Tarefas obrigatórias —
[1] Segundo o texto sobre as eleições no Reino Unido, com quem terá Theresa May de negociar para conseguir formar governo?
[2] No texto sobre as eleições no Reino Unido, resuma em lista o parágrafo iniciado por "Os conservadores de Theresa May foram", preservando os factos principais.
[3] Escreva a continuação do texto sobre as eleições no Reino Unido, começando logo após a última frase apresentada.

Excerto do texto —
>>>>

Por José Manuel Fernandes, Publisher
Boa noite!
 
Os conservadores de Theresa May foram o partido mais votado nas eleições desta quinta-feira no Reino Unido, foram os que elegeram mais deputados, e no entanto perderam. E perderam porque a decisão de convocar estas eleições antecipadas tinha um objectivo – reforçar a maioria Tory e, assim, dar ao governo de May um mandato mais forte para negociar o Brexit – e acabaram por resultar num recuo do partido, que ficou sem maioria em Westminster. “O auto-golo do ano”, chamou-lhe o antigo futebolista Gary Lineker, e a imagem é pertinente. Antes May só tinha de controlar as franjas do seu partido, agora terá de negociar também com os Unionistas da Irlanda do Norte, cujo apoio lhe permitirá formar governo.
 
Muito rapidamente, comecemos pelos resultados, cujo detalhe é melhor consultar nalguns dos melhores sites de informação britânicos, casos da BBC, do Daily Telegraph ou do The Guardian
 
Do extensiva cobertura do Observador, recomendo que passem os olhos, ou tirem dúvidas sobre o que passou e pode passar, pelos seguintes trabalhos:
Com um fôlego diferente, há também para ler um ensaio de Bernardo Aguiar, consultor de assuntos europeus em Bruxelas, que, mesmo tendo sido escrito antes das eleições, faz não só um excelente ponto da situação de como está o ambiente em Bruxelas: Brexit. Começa agora a corrida contra o tempo. Este ensaio também inclui uma parte sobre o possível impacto da saída do Reino Unido em Portugal, contendo algumas recomendações para as empresas portuguesas.
 
Desculpem continuar no Observador – já vou mudar de agulha – mas tenho de destacar de novo o Conversas à Quinta de hoje – e eu sei que é sexta, mas adiámos o programa para poder comentar o resultado das eleições britânica. Em Que será agora do Reino Unido? E do Brexit? Jaime Gama e Jaime Nogueira Pinto reflectem comigo, ainda a quente, sobre o significado deste voto e as suas consequências – consequências para o Reino Unido, para os conservadores e para os trabalhistas, e também para o processo do Brexit. (Também disponível em podcast aqui e aqui.)

<<<<

(Listagem de dados)
>>>>

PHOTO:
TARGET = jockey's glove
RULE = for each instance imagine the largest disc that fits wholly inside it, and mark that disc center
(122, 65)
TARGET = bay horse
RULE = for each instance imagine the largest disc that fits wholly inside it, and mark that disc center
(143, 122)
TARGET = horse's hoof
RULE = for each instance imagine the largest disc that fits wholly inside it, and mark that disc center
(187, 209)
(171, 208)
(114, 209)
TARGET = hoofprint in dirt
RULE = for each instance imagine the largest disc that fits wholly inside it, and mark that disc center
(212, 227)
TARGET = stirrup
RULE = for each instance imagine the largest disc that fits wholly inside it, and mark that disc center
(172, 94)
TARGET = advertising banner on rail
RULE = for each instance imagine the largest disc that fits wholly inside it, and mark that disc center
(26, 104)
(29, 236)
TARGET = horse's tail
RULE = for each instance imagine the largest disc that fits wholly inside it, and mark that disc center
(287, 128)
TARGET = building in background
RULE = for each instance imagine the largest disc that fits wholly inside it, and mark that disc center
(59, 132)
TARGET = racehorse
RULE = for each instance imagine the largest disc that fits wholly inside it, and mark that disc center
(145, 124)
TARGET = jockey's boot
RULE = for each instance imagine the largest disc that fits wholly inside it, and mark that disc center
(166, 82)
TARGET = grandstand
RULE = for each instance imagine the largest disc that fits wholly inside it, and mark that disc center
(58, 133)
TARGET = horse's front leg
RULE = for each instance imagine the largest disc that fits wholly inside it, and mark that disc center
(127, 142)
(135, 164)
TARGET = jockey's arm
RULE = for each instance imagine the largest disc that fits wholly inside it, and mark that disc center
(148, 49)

<<<<

Respostas —
[1] Com os Unionistas da Irlanda do Norte.

[2]
- Os conservadores de Theresa May foram o partido mais votado e o que elegeu mais deputados nas eleições de quinta-feira no Reino Unido, mas perderam.
- As eleições antecipadas tinham como objetivo reforçar a maioria Tory e dar a May um mandato mais forte para negociar o Brexit.
- O resultado foi um recuo do partido, que ficou sem maioria em Westminster.
- O antigo futebolista Gary Lineker chamou-lhe "o auto-golo do ano".
- May terá agora de negociar também com os Unionistas da Irlanda do Norte, cujo apoio lhe permitirá formar governo.

[3]
Hoje já foi possível começar a encontrar alguns (poucos) textos de opinião na imprensa portuguesa, de que destaco algumas passagens:
  • Theresa May: ainda vale a pena ser moderado?, de Rui Ramos no Observador: “Tanto Corbyn como May renegaram a tradição política recente dos seus partidos. Mas enquanto Corbyn, ao repudiar o centrismo de Tony Blair, pareceu restaurar a pureza ideológica do trabalhismo, May, ao afastar-se do programa de Margaret Thatcher, passou simplesmente por oportunista. (...) Era suposto Corbyn ser atropelado pelo seu próprio radicalismo. Afinal, foi May quem foi estraçalhada pela sua moderação, pela sua indefinição, pela sua disponibilidade para recuar.” 
  • Theresa May, ou os infortúnios da virtude, de Carlos Gaspar no Público: “A posição moderada, centrista, liberal e europeísta que caracterizava o maior partido britânico foi substituída por uma nova linha populista, nacionalista e antieuropeia, defensora da soberania britânica, crítica das elites urbanas, contra a emigração e protectora dos trabalhadores ameaçados pela globalização e pela modernização tecnológica. A sua estratégia teve uma correspondência directa na radicalização do Partido Trabalhista e a polarização entre os tories e o Labour pôde restaurar a sua co-hegemonia no sistema de partidos à custa da destruição do centro politico.”
  • Do Brexit ao Mayxit?, de João Marques de Almeida no Observador: “Uma May fraca e refém do partido não conseguirá impor uma relação próxima com a UE aos sectores radicais e anti-europeus dos conservadores. Como disse um deputado conservador, a favor da manutenção na EU, durante a campanha do referendo (e mantenho no original): “Brexit is like some horrible curse. It kills everything it touches.” A maldição ainda está longe de ter chegado ao fim.”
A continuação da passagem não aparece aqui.